#### Gegeven tekst:
>>>

Is inflatie slecht voor de groei?
Met aantal academische zwaargewichten dat zich
met een bepaald economisch onderwerp bezighoudt, geeft een aardige indicatie van het belong
dat aan dat onderwerp wordt toegekend. Zo
bezien, neemt het onderzoek naar de mogelijke
effecten van inflatie op de economische groei een
vooraanstaande plaats in. Economen als Robert
Barro, Stanley Fischer en Michael Bruno hebben
daar recent uitvoerig onderzoek naar gedaan .

<<<

#### Fragmenten uit een dataset over het aanwijzen van objecten:

>>>

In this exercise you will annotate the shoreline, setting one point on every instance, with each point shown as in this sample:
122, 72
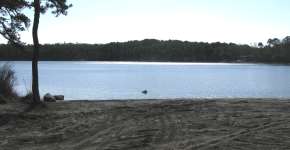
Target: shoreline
148, 125
161, 62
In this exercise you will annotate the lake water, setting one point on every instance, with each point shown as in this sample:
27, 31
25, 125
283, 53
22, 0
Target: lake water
127, 80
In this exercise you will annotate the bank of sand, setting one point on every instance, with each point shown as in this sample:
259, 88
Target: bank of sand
152, 124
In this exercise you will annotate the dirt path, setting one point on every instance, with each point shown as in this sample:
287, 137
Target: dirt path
147, 125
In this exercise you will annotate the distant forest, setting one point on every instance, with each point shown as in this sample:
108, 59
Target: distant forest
276, 51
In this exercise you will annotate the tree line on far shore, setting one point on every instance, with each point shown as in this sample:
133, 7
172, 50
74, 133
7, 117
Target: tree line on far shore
276, 51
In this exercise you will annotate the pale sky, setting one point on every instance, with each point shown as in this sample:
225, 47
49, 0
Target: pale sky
103, 21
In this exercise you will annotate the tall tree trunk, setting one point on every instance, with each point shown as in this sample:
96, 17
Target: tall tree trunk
35, 85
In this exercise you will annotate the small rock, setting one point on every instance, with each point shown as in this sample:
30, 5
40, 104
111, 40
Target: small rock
49, 98
59, 97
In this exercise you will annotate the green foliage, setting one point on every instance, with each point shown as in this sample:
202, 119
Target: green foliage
7, 81
153, 50
13, 20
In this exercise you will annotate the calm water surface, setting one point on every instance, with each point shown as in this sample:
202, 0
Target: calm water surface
126, 80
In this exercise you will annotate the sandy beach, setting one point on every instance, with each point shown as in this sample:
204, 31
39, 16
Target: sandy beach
148, 124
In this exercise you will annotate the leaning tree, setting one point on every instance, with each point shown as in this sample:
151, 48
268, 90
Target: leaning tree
13, 20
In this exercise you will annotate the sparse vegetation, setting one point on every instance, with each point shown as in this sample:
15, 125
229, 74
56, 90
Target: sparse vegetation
7, 81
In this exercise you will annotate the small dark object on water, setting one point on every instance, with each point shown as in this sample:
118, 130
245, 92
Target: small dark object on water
49, 98
145, 92
59, 97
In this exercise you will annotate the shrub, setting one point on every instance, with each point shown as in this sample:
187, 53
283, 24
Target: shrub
7, 81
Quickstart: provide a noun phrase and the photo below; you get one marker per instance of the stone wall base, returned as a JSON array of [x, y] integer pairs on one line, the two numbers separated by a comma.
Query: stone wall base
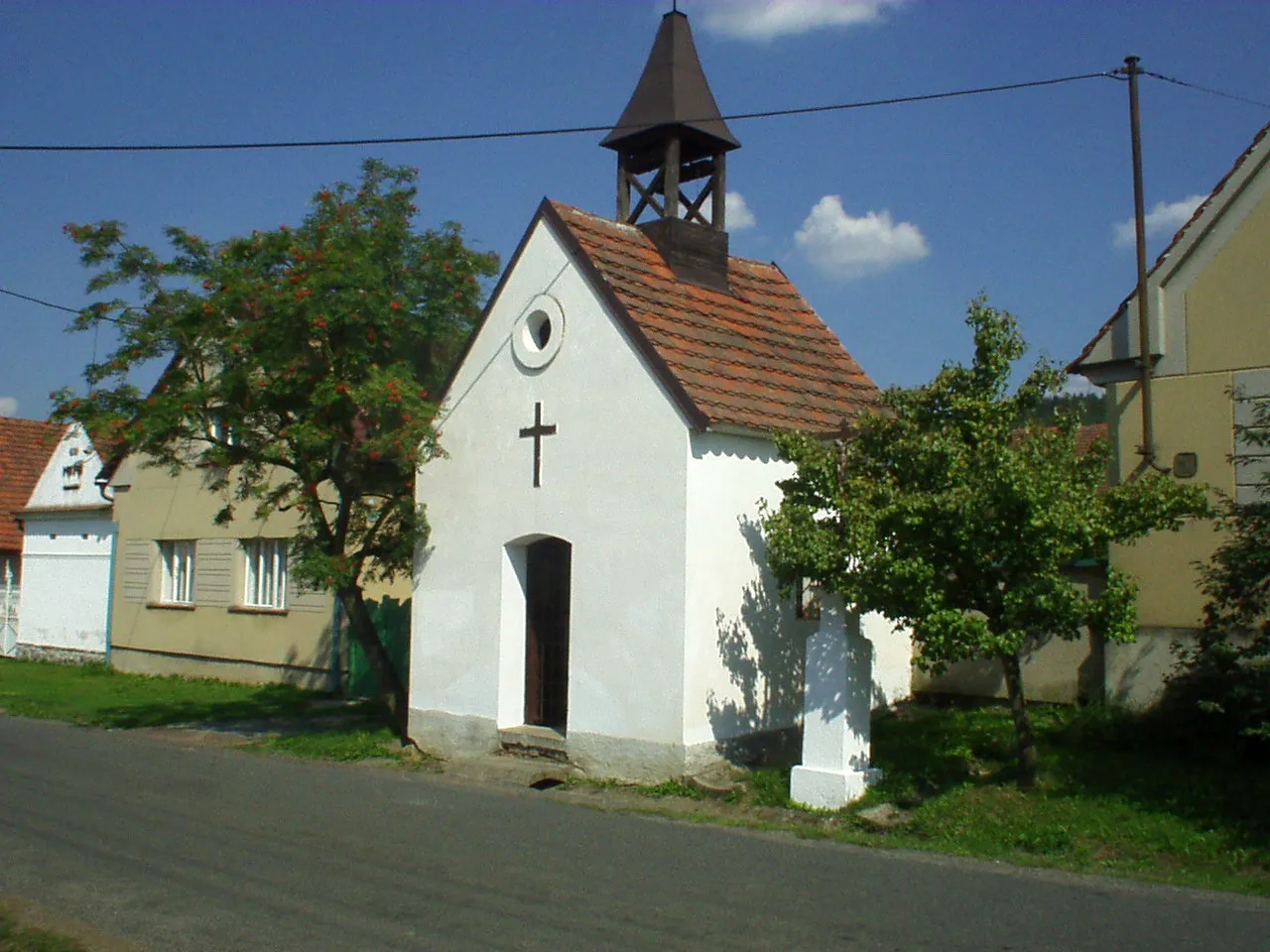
[[604, 756], [56, 655]]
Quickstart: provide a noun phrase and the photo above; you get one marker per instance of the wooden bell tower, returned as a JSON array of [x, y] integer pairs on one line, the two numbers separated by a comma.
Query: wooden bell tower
[[671, 135]]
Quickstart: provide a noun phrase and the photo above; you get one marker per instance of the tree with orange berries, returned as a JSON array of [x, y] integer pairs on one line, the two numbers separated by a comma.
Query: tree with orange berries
[[302, 366]]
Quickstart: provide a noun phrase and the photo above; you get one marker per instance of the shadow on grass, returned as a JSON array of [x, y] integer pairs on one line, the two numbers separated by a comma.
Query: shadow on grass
[[263, 705], [1112, 753], [1088, 756]]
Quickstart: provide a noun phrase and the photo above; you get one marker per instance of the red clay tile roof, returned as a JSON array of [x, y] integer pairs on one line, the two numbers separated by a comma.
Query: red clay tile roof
[[26, 447], [757, 357], [1074, 367], [1088, 434]]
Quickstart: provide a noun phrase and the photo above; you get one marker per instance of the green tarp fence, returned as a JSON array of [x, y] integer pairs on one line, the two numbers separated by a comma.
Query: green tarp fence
[[393, 622]]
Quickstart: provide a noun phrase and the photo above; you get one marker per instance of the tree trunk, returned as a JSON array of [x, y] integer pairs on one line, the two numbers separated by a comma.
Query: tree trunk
[[1023, 726], [391, 685]]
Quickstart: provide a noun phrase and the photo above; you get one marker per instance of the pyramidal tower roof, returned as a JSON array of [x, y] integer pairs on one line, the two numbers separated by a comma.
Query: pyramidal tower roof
[[672, 95]]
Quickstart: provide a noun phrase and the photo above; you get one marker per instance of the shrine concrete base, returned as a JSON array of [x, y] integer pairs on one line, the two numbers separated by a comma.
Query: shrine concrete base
[[829, 789], [604, 756]]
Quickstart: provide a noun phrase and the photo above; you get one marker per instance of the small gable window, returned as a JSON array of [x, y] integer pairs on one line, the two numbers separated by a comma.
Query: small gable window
[[539, 333], [72, 475]]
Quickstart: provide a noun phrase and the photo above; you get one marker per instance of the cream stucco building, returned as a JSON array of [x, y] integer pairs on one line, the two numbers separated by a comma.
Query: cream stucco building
[[1209, 307], [195, 598]]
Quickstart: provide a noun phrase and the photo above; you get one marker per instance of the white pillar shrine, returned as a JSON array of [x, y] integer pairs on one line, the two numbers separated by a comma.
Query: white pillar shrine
[[837, 699]]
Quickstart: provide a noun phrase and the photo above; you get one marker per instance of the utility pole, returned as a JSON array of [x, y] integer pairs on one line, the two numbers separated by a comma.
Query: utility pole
[[1139, 223]]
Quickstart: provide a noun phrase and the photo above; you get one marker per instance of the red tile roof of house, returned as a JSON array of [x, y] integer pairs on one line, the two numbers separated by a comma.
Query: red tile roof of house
[[756, 357], [26, 448], [1088, 434], [1074, 367]]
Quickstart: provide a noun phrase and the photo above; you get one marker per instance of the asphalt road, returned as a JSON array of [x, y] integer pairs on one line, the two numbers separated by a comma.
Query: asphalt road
[[197, 848]]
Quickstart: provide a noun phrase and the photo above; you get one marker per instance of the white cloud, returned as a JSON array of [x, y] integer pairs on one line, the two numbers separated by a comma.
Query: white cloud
[[841, 246], [1076, 385], [738, 217], [761, 21], [1164, 217]]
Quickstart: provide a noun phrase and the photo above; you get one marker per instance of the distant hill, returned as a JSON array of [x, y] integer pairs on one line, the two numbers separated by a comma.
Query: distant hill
[[1087, 408]]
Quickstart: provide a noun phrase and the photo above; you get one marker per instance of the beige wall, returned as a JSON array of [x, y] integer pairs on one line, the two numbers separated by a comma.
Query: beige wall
[[213, 639], [1193, 414], [1227, 325], [1055, 670]]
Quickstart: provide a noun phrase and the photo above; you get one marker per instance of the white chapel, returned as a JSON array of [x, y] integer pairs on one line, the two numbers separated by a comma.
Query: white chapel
[[595, 581]]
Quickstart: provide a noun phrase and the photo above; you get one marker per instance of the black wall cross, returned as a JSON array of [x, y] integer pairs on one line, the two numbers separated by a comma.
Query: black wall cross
[[538, 431]]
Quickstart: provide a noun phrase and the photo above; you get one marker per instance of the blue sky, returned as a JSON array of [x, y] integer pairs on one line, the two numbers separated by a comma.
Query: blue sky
[[888, 218]]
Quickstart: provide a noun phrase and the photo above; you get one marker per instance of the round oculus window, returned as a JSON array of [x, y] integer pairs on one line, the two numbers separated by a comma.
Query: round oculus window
[[538, 335]]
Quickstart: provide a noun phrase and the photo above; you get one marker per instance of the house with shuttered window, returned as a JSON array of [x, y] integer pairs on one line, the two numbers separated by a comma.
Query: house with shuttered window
[[194, 598]]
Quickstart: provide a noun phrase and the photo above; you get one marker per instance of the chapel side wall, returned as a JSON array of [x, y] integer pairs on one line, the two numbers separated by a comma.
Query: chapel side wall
[[743, 644], [612, 486], [64, 585], [209, 640]]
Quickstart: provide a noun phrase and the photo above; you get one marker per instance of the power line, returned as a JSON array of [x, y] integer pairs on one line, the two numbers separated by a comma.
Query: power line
[[557, 131], [60, 307], [1206, 89], [39, 301]]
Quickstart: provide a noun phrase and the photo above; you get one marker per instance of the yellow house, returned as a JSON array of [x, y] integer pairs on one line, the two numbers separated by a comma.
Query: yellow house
[[1209, 330], [194, 598]]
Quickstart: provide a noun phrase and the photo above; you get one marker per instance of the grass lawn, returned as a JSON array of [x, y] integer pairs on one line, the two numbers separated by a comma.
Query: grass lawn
[[94, 694], [1111, 797], [17, 938]]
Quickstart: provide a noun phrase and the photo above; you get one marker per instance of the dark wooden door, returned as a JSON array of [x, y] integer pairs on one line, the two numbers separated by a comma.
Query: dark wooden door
[[547, 634]]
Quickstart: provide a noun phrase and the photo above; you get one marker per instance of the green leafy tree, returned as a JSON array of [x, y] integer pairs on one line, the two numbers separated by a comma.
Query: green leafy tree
[[944, 513], [302, 366]]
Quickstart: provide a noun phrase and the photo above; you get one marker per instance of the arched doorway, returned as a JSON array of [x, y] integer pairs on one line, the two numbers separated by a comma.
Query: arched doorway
[[547, 633]]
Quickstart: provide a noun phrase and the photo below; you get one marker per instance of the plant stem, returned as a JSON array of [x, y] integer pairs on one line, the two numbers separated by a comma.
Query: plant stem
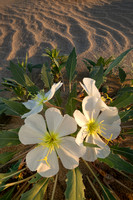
[[55, 183], [98, 196]]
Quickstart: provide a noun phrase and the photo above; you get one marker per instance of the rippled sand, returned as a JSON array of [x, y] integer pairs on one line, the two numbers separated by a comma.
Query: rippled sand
[[101, 28]]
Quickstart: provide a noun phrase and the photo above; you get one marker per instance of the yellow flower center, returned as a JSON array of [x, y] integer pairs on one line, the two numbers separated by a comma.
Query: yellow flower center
[[51, 141], [93, 127]]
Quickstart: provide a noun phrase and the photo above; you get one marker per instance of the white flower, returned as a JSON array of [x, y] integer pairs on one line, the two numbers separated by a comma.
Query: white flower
[[51, 143], [96, 124], [36, 104], [90, 88]]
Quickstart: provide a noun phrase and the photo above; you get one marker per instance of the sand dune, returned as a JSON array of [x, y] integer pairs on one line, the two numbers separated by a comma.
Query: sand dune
[[94, 27]]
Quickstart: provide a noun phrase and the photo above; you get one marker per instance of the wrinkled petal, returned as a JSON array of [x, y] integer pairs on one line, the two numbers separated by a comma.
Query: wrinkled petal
[[90, 88], [28, 135], [53, 89], [111, 131], [90, 152], [90, 107], [67, 126], [109, 116], [69, 152], [30, 104], [80, 118], [53, 118], [80, 137], [36, 109], [34, 162], [33, 158], [104, 149], [37, 123]]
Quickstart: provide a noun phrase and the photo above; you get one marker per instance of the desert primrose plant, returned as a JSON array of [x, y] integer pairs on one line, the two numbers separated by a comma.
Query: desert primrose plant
[[63, 135]]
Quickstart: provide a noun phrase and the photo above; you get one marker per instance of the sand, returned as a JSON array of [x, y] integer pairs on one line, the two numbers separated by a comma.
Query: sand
[[94, 27]]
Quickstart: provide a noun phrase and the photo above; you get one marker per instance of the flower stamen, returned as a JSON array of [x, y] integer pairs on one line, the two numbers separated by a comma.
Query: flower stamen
[[50, 141]]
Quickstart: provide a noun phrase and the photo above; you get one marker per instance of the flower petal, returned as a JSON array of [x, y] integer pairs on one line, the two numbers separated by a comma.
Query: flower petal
[[90, 88], [90, 152], [52, 91], [69, 153], [53, 118], [109, 116], [33, 158], [36, 109], [104, 149], [37, 123], [111, 131], [80, 118], [30, 104], [34, 162], [80, 137], [28, 135], [67, 126], [90, 107]]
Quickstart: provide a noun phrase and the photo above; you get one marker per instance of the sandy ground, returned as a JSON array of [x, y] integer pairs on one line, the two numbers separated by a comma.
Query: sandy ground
[[94, 27]]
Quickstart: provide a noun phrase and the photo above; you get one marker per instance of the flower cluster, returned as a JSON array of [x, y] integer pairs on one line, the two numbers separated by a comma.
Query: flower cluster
[[99, 124]]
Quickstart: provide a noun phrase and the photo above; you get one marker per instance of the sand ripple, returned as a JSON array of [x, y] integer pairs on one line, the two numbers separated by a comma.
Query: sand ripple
[[100, 27]]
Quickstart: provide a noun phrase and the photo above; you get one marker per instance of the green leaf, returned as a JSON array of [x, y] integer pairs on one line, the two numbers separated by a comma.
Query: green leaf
[[71, 102], [116, 61], [125, 89], [71, 65], [4, 157], [123, 100], [2, 108], [37, 192], [90, 62], [90, 145], [123, 151], [110, 196], [122, 74], [14, 106], [9, 138], [75, 187], [46, 76], [18, 73], [8, 194], [114, 161]]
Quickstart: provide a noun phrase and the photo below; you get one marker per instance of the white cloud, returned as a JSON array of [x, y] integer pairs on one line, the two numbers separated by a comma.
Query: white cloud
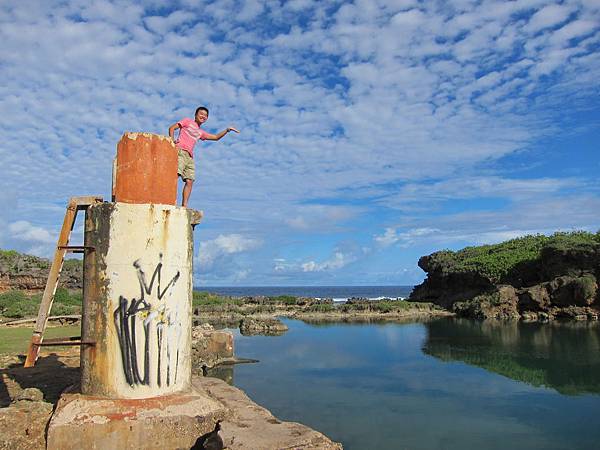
[[370, 106], [549, 16], [25, 231], [224, 245], [336, 262]]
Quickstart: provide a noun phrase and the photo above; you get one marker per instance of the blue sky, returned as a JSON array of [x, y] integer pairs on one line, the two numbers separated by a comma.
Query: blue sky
[[372, 132]]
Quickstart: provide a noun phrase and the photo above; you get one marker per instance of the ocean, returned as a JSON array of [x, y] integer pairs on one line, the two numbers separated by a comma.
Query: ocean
[[337, 293]]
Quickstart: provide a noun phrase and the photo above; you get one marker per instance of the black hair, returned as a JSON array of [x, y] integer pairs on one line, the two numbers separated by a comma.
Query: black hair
[[201, 108]]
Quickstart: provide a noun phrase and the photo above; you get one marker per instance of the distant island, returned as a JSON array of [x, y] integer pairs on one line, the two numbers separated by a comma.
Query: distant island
[[534, 277]]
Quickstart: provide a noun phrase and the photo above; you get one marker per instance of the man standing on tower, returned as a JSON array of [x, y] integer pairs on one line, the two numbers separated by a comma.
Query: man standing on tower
[[189, 133]]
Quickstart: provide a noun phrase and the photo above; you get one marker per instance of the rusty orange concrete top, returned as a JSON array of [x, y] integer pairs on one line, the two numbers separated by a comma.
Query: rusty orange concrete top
[[146, 169]]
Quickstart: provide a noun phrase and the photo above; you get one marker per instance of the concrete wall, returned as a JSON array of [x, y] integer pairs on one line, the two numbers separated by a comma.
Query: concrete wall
[[137, 300]]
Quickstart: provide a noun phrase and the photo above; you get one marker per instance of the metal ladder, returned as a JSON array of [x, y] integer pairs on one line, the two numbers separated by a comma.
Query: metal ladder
[[62, 248]]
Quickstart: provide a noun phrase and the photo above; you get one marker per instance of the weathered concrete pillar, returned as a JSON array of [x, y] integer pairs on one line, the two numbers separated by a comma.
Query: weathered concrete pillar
[[146, 169], [136, 389], [137, 300], [138, 280]]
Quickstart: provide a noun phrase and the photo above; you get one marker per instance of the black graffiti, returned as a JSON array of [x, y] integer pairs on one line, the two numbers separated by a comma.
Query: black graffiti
[[128, 313]]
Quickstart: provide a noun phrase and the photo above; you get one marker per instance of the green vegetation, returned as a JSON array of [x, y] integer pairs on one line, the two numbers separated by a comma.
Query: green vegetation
[[9, 254], [201, 298], [16, 339], [501, 261], [17, 304]]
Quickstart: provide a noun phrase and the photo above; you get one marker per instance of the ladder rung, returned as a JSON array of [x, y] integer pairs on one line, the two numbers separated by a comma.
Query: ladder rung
[[76, 248], [49, 344]]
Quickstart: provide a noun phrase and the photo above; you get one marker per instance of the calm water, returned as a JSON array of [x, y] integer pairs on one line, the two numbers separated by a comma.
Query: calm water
[[335, 292], [446, 384]]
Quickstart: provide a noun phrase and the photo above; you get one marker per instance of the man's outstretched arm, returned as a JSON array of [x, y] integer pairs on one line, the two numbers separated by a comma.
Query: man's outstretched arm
[[216, 137], [172, 129]]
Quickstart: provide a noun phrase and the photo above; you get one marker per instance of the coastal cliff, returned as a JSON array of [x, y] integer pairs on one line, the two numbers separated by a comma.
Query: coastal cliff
[[531, 278]]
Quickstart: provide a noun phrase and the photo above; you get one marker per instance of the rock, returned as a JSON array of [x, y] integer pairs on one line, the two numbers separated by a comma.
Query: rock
[[29, 395], [253, 427], [166, 422], [29, 273], [529, 316], [499, 304], [580, 291], [210, 347], [252, 326], [534, 298], [23, 425]]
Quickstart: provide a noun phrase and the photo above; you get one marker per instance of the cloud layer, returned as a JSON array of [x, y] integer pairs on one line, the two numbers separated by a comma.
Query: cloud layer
[[372, 131]]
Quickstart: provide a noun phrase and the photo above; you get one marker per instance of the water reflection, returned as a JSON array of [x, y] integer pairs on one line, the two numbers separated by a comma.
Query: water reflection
[[563, 356]]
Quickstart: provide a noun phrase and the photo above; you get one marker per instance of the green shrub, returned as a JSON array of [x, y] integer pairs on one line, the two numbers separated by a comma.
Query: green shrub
[[321, 307], [60, 309], [22, 309], [201, 298], [285, 299], [64, 297], [10, 298], [497, 262]]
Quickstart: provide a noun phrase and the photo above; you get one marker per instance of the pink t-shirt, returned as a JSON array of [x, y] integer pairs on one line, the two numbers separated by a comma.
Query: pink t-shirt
[[189, 133]]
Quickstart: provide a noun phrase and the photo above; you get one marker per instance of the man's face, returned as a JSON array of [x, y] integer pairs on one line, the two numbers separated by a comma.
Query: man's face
[[201, 117]]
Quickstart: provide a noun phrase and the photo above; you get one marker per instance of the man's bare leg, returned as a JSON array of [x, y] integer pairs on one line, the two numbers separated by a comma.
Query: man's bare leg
[[187, 190]]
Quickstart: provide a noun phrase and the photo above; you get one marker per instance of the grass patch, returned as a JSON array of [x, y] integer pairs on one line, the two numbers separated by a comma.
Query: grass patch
[[18, 305]]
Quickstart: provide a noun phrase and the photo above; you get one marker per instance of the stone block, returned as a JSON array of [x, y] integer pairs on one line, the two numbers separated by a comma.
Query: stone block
[[169, 422]]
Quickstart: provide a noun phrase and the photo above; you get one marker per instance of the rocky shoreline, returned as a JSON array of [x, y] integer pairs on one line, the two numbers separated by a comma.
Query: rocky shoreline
[[535, 278]]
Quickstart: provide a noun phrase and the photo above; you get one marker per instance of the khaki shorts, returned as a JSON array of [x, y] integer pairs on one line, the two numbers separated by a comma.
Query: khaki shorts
[[185, 165]]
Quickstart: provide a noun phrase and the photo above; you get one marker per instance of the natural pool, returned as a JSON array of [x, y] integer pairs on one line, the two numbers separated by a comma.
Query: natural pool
[[444, 384]]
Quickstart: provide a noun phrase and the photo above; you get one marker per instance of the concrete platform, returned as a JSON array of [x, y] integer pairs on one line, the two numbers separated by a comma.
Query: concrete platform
[[170, 422], [252, 427]]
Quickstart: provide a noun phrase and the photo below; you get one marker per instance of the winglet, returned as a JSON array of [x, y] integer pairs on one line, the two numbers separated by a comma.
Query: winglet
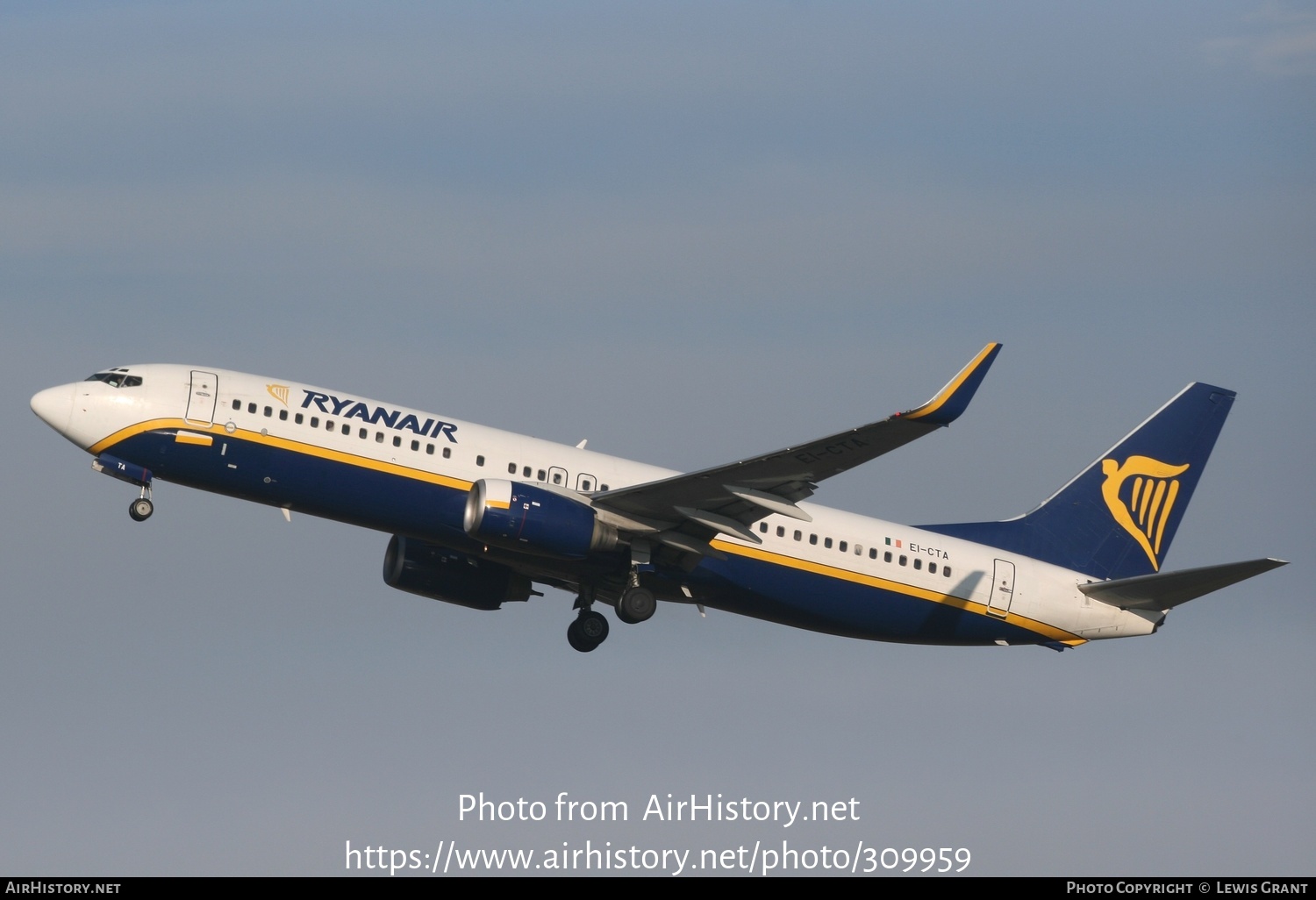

<<<

#### Uit te voeren:
1/ Welke economen hebben volgens de tekst over inflatie en groei recent uitvoerig onderzoek naar dat onderwerp gedaan?
2/ Schrijf alstublieft letterlijk de regels uit de items over, beginnend bij de regel met "man's face, returned" en eindigend bij de regel met "[[169, 422]]", beide inbegrepen.
De items hebben niets met de tekst te maken.

#### Antwoorden oefening:
1/ Robert Barro, Stanley Fischer en Michael Bruno.

2/
Quickstart: provide a noun phrase and the photo above; you get one marker per instance of the man's face, returned as a JSON array of [x, y] integer pairs on one line, the two numbers separated by a comma.
Query: man's face
[[201, 117]]
Quickstart: provide a noun phrase and the photo above; you get one marker per instance of the man's bare leg, returned as a JSON array of [x, y] integer pairs on one line, the two numbers separated by a comma.
Query: man's bare leg
[[187, 190]]
Quickstart: provide a noun phrase and the photo above; you get one marker per instance of the grass patch, returned as a JSON array of [x, y] integer pairs on one line, the two numbers separated by a comma.
Query: grass patch
[[18, 305]]
Quickstart: provide a noun phrase and the photo above; you get one marker per instance of the stone block, returned as a JSON array of [x, y] integer pairs on one line, the two numbers separated by a comma.
Query: stone block
[[169, 422]]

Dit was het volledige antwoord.